*** Records shown ***

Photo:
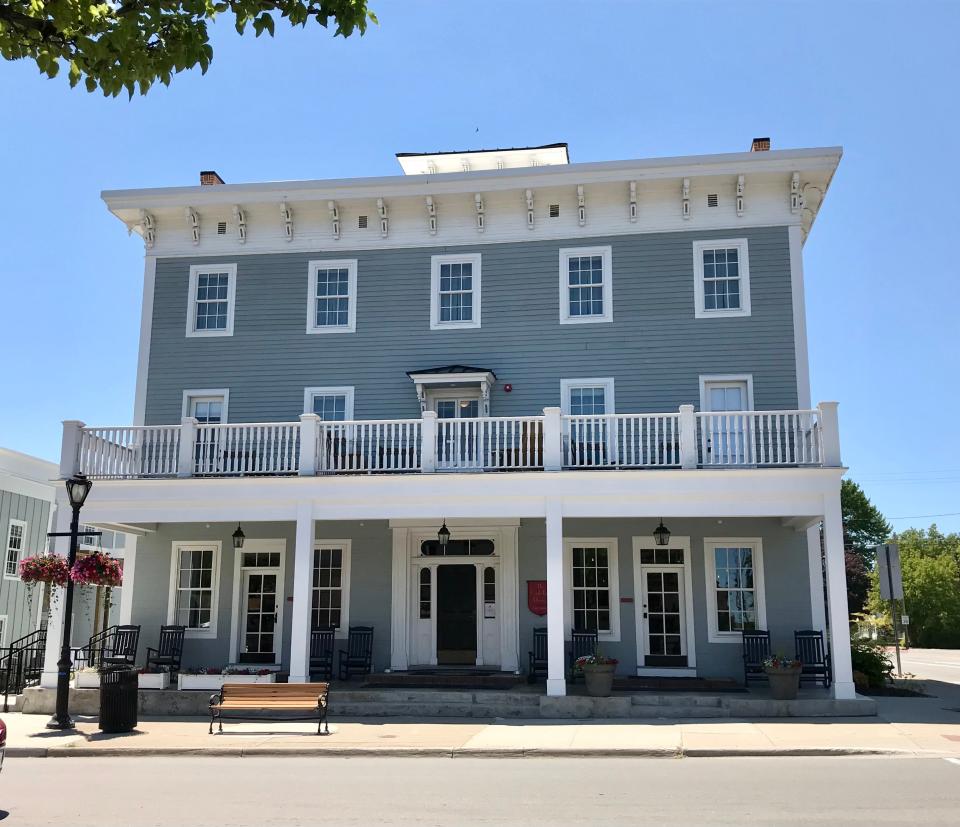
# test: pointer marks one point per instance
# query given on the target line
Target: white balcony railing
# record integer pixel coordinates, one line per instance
(551, 442)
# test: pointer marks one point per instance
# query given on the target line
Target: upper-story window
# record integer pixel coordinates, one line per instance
(455, 291)
(586, 285)
(721, 278)
(211, 300)
(332, 296)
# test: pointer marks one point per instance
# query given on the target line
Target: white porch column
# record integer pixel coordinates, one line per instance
(48, 678)
(837, 598)
(302, 574)
(556, 680)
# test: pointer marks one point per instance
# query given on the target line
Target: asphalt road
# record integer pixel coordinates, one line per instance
(130, 792)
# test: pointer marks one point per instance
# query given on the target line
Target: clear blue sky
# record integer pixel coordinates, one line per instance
(615, 80)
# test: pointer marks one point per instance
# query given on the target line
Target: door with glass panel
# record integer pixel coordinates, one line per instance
(727, 433)
(458, 437)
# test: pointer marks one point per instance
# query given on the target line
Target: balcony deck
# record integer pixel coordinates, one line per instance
(551, 442)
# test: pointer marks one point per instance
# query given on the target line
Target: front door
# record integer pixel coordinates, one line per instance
(664, 616)
(258, 641)
(457, 615)
(458, 434)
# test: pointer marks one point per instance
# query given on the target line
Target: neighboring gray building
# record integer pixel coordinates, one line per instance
(553, 360)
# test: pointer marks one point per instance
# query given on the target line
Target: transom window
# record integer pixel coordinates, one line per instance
(212, 291)
(332, 305)
(586, 293)
(455, 301)
(722, 278)
(15, 538)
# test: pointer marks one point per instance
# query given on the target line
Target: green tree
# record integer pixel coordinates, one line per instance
(131, 44)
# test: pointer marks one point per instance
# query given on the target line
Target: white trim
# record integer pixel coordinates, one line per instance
(192, 394)
(146, 332)
(176, 547)
(6, 549)
(346, 391)
(613, 563)
(607, 383)
(710, 581)
(606, 253)
(466, 258)
(236, 609)
(350, 265)
(700, 312)
(346, 551)
(642, 542)
(195, 271)
(720, 379)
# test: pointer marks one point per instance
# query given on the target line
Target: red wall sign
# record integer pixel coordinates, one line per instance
(537, 596)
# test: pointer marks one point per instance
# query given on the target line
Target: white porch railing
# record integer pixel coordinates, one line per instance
(551, 442)
(622, 441)
(759, 438)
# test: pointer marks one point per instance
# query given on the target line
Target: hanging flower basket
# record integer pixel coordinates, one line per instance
(97, 569)
(44, 568)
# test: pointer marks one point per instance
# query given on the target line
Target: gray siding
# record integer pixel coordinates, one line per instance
(17, 602)
(655, 348)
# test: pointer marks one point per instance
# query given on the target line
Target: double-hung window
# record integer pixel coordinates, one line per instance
(593, 596)
(455, 291)
(734, 577)
(16, 534)
(195, 587)
(586, 285)
(332, 296)
(211, 300)
(721, 278)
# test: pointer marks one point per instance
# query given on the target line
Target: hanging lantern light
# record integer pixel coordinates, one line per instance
(661, 534)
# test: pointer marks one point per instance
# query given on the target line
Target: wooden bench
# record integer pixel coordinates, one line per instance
(242, 699)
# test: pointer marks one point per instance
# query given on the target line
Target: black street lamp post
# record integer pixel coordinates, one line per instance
(78, 487)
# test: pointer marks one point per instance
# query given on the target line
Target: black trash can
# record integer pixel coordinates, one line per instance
(118, 699)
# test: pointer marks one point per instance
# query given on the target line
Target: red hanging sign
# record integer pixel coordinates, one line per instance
(537, 596)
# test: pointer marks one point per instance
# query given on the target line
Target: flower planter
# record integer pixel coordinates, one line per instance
(214, 682)
(784, 683)
(88, 680)
(153, 680)
(599, 678)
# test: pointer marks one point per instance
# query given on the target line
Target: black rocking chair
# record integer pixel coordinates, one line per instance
(538, 655)
(168, 652)
(582, 642)
(815, 662)
(756, 649)
(321, 652)
(357, 658)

*** End of Records shown ***

Aim of the task> Output each record above exactly; omit the images.

Answer box>
Photo:
# test: pointer marks one point per instance
# query given on the target line
Target: white balcony railing
# record integer pixel coordinates, one line per instance
(551, 442)
# test: pointer marks one point per instance
# query given on the target line
Target: upper-story window
# record integer pixel coordinates, one line per instance
(455, 291)
(586, 285)
(721, 278)
(211, 300)
(332, 296)
# test: pointer marks one point per instance
# query given on the target line
Target: white porch column
# record integer pixel coordinates, one line per instance
(48, 678)
(837, 598)
(302, 574)
(556, 680)
# test: pointer marks one point per instance
# query given on the target line
Target: asphalt road
# record integer pixel coordinates, one line per instance
(130, 792)
# test: pointer marks one point per instance
# query given on the target line
Target: clear blue sky
# record integer pixel coordinates, one line per instance
(615, 80)
# test: pointer marks one point per instance
# query given on the target line
Target: door with glass panel
# record integer pixel coordinates, one line per instance
(727, 433)
(458, 437)
# test: pointer marks one point per instance
# query given on the target line
Target: balcony deck
# record integer pixel coordinates, one line per instance
(551, 442)
# test: pointer marks one point per instance
# query given on the target line
Target: front door
# record integer pixel coordinates, one line per instance
(664, 616)
(258, 641)
(457, 615)
(458, 434)
# test: pointer marks one point per instance
# query given on the target line
Target: neighboring gray building
# record integer pixel coordinates, one line per instance
(553, 360)
# test: pointer marks one point per instance
# query given on the target line
Target: transom window
# record integer pixel coordinates, one line per instance
(212, 291)
(332, 305)
(586, 293)
(455, 301)
(722, 278)
(15, 538)
# test: pointer marks one point per instance
# query given on the target line
Target: green tree
# record integer pixel coordinates, one line per instance
(131, 44)
# test: pointer marks one point per instance
# query given on the target line
Target: white trim
# record integer pixel coordinates, one line per instance
(192, 394)
(146, 332)
(176, 547)
(6, 549)
(346, 391)
(613, 563)
(607, 383)
(710, 581)
(606, 253)
(466, 258)
(236, 609)
(350, 265)
(700, 312)
(346, 551)
(642, 542)
(195, 271)
(720, 379)
# test: pointer marks one point per instance
# query given on the target line
Target: red wall sign
# record integer pixel coordinates, one line per instance
(537, 596)
# test: pointer marks one point per instance
# query given on the target line
Target: white porch railing
# record integer pixel coordinates, one line per instance
(551, 442)
(622, 441)
(759, 438)
# test: pointer marks one point per instance
# query given on the target line
Target: hanging flower basket
# record integer pixel coordinates, one line per instance
(97, 569)
(44, 568)
# test: pointer marks one point per instance
# query given on the target line
Target: gray siding
# record integer pixel coordinates, one line per instance
(17, 602)
(655, 348)
# test: pointer marks one point per instance
# query given on the target line
Target: double-hung window
# record integer pixel coordinates, one line per instance
(593, 596)
(455, 291)
(734, 577)
(16, 534)
(195, 587)
(586, 285)
(332, 296)
(211, 300)
(721, 278)
# test: pointer marks one point per instance
# query given on the target line
Target: hanging lantern light
# record integer pixel coordinates, one line per instance
(661, 534)
# test: pointer marks one point per instance
# query given on the target line
Target: wooden bench
# record integer pixel coordinates, one line per instance
(242, 699)
# test: pointer marks one point per instance
# query given on the target line
Target: black street lamp post
# record integer pixel coordinates, one line per instance
(78, 487)
# test: pointer marks one point per instance
# query given on the target line
Target: black trash can
# record integer pixel coordinates, one line per instance
(118, 699)
# test: pointer marks one point per instance
# query given on the target line
Target: red hanging sign
# record integer pixel coordinates, one line per instance
(537, 596)
# test: pointer marks one point per instance
# query given on the target line
Target: flower planter
# record integer pixel coordinates, one line per instance
(214, 682)
(784, 683)
(88, 680)
(153, 680)
(599, 678)
# test: pointer marks one point per instance
# query given on the target line
Target: black rocking chair
# record integer pixel coordinates, one line per instance
(538, 655)
(168, 652)
(582, 642)
(815, 662)
(756, 649)
(321, 652)
(357, 658)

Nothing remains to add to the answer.